▶ EXCERPTED TEXT
* * * * * * *
If you wish, you can simply look at VM/$. They score low here too (8th, same as adjusted).
As for giving Robert Miles a high ranking, this came about because Austin really thought Dwarkesh was an AI safety YouTuber, and so I asked ~50 people different variants of the question “who is your favourite AI safety creator”, “Which AI safety YouTubers did/do you watch”, etc. It’s hard to overstate this; Robert Miles was the first person EVERYONE mentioned. I found this surprising since, well, his view counts don’t bear that out. Furthermore, 3 people told me that they work in AI safety because of his videos. I think there is a good case that his adjustment factors should be far HIGHER, not lower.
4. Regarding your weights. I encourage people (and did so in the post) to give their own weights to channels. For this exercise, I watched a lot of AI safety content to get a sense of what is out there. My quality weights were based on this (and discussions with Austin and others). I encourage you to consider each weight separately. Austin added the “total” quality factor at the end, I kinda didn’t want it since I thought it could lead to this. For audience quality, I looked at things like TikTok viewership vs. YouTube/Apple Podcasts. For message fidelity, respectfully, you’re just posting clips of other podcasts and such and this just doesn’t do a great job of getting a message across. For fidelity of message, everyone but Rob Miles got <0.5 since I am comparing to Rob. With a different reference video, I would get different results. For Qm, your number is very similar to others but even still, I found the message to not be the best.
Again, most of the quality factor is being done by audience quality and yes, shorts just have a far lower audience quality.
On the data errors, as expressed above, I don’t think I made data errors. I get the sense, while reading this, that you feel I was “out to get you” or something and was being willfully biased. I want to assure you that this wasn’t the case. Lots of different creators have issues with how I decided to do this analysis, and in general, they wanted the analysis to be done in a way that would give them better numbers. I think that’s human nature, partially, and also that they likely made their content with their assumptions in mind. In the end, I settled on this process as what I (and Austin) found to be the most reasonable, taken everything we learned into account. I am not saying my analysis is the be-all end-all and should dictate where Open Phil money goes tomorrow until further analysis is done.
I hope that explains/answers all your points. I am happy to engage further.
* * * * * * *
▶ TASKS
- a) In the forum reply, about how many people did the writer ask which AI safety creators they liked or watched?
- b) According to the forum reply, why was Robert Miles given a high ranking?
- c) List every video or podcast platform named in the forum reply.
* * * * * * *
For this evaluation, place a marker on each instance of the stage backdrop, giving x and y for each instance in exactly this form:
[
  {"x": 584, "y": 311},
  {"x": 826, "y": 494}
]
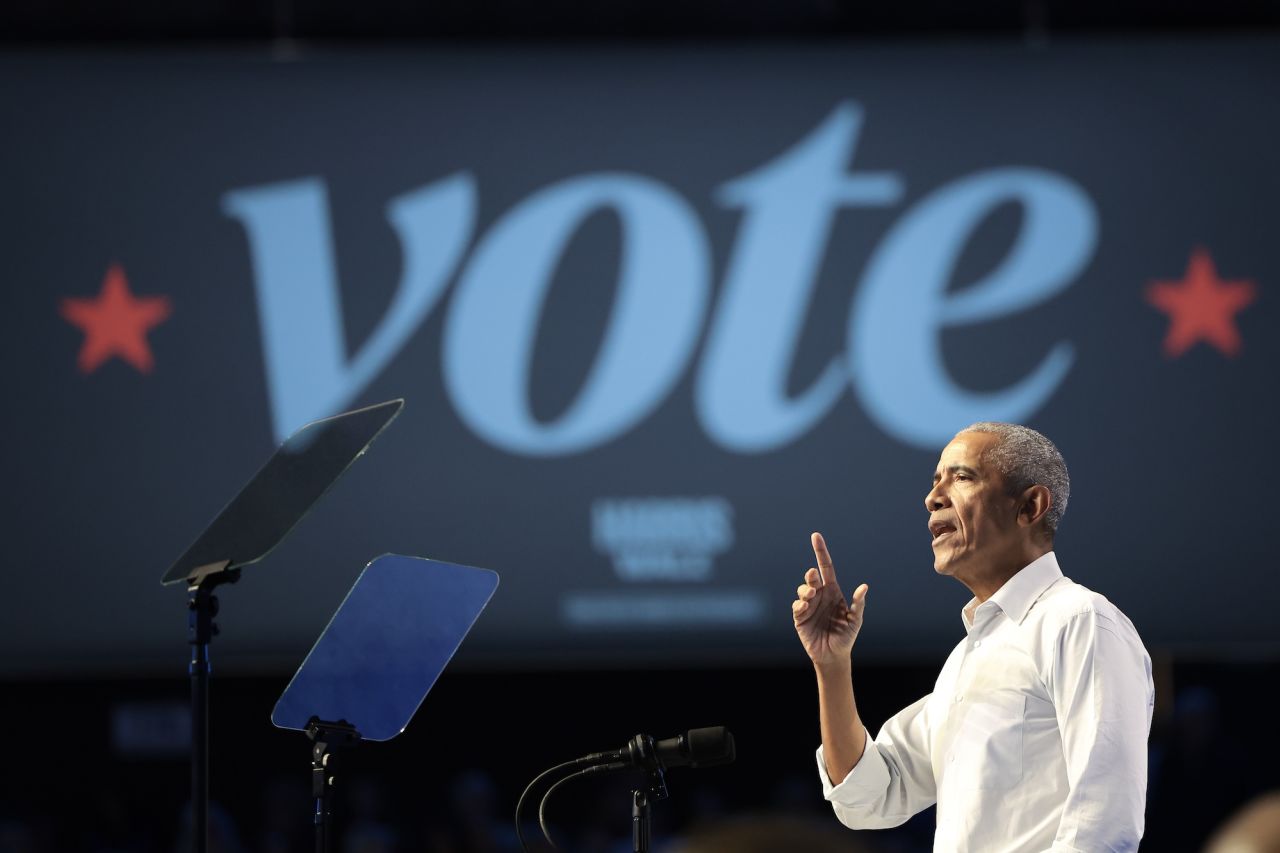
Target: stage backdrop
[{"x": 657, "y": 314}]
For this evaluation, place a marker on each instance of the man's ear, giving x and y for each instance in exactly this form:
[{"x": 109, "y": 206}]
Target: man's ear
[{"x": 1034, "y": 503}]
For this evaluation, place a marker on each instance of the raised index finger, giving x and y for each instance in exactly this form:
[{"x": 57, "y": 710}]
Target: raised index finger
[{"x": 819, "y": 551}]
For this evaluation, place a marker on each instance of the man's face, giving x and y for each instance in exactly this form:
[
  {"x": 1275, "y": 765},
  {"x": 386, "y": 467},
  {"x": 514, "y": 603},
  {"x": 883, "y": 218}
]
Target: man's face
[{"x": 972, "y": 519}]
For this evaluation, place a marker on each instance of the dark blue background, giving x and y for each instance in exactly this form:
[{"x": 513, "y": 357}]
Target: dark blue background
[{"x": 124, "y": 158}]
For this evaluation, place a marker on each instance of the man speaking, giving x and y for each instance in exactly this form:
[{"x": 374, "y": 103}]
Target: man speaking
[{"x": 1034, "y": 737}]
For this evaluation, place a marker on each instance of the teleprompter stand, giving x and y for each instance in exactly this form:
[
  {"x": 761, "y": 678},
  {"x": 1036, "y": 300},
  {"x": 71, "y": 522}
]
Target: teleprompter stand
[
  {"x": 247, "y": 529},
  {"x": 327, "y": 739},
  {"x": 376, "y": 660}
]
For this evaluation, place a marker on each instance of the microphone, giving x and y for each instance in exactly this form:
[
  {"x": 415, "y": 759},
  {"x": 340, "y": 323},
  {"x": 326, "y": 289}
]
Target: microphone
[{"x": 695, "y": 748}]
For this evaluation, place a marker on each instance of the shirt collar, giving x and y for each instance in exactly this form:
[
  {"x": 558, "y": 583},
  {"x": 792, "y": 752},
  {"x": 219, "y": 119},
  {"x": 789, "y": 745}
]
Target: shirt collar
[{"x": 1019, "y": 593}]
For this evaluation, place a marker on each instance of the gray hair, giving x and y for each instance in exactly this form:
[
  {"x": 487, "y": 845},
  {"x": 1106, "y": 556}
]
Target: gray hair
[{"x": 1024, "y": 459}]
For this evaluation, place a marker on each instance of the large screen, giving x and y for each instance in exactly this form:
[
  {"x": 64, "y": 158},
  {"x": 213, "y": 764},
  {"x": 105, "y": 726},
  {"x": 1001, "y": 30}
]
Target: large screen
[{"x": 656, "y": 313}]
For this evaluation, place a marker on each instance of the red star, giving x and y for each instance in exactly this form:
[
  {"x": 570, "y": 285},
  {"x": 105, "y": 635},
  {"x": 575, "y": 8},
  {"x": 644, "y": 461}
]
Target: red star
[
  {"x": 1201, "y": 308},
  {"x": 115, "y": 323}
]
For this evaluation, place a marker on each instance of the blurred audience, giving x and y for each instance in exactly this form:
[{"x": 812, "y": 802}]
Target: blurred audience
[
  {"x": 1252, "y": 829},
  {"x": 1198, "y": 775}
]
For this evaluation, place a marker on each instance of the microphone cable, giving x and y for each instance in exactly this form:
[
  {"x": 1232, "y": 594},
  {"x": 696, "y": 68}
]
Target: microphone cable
[
  {"x": 520, "y": 803},
  {"x": 542, "y": 806}
]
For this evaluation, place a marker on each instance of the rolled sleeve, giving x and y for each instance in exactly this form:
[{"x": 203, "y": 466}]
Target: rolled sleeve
[
  {"x": 891, "y": 781},
  {"x": 1104, "y": 694}
]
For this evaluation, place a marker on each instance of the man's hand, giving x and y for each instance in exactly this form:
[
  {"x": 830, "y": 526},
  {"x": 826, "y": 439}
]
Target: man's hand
[{"x": 827, "y": 625}]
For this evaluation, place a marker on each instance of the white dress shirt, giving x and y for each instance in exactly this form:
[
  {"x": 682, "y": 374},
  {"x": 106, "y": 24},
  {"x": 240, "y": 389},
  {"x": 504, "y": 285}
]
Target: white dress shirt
[{"x": 1034, "y": 737}]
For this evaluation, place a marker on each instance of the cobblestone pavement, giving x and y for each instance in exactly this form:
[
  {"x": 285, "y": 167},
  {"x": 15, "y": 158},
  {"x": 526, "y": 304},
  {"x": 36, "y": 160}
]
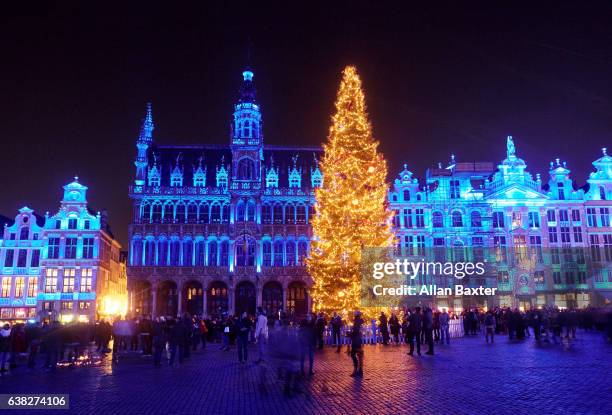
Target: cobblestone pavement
[{"x": 467, "y": 377}]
* * * * * * *
▶ PER-TASK ANSWERS
- a) About 50 people.

- b) When the writer asked about 50 people which AI safety creators they liked or watched, Robert Miles was the first person everyone mentioned. Also, 3 people said they work in AI safety because of his videos. For these reasons the writer thinks his adjustment factors should be higher, not lower.

- c) TikTok, YouTube, Apple Podcasts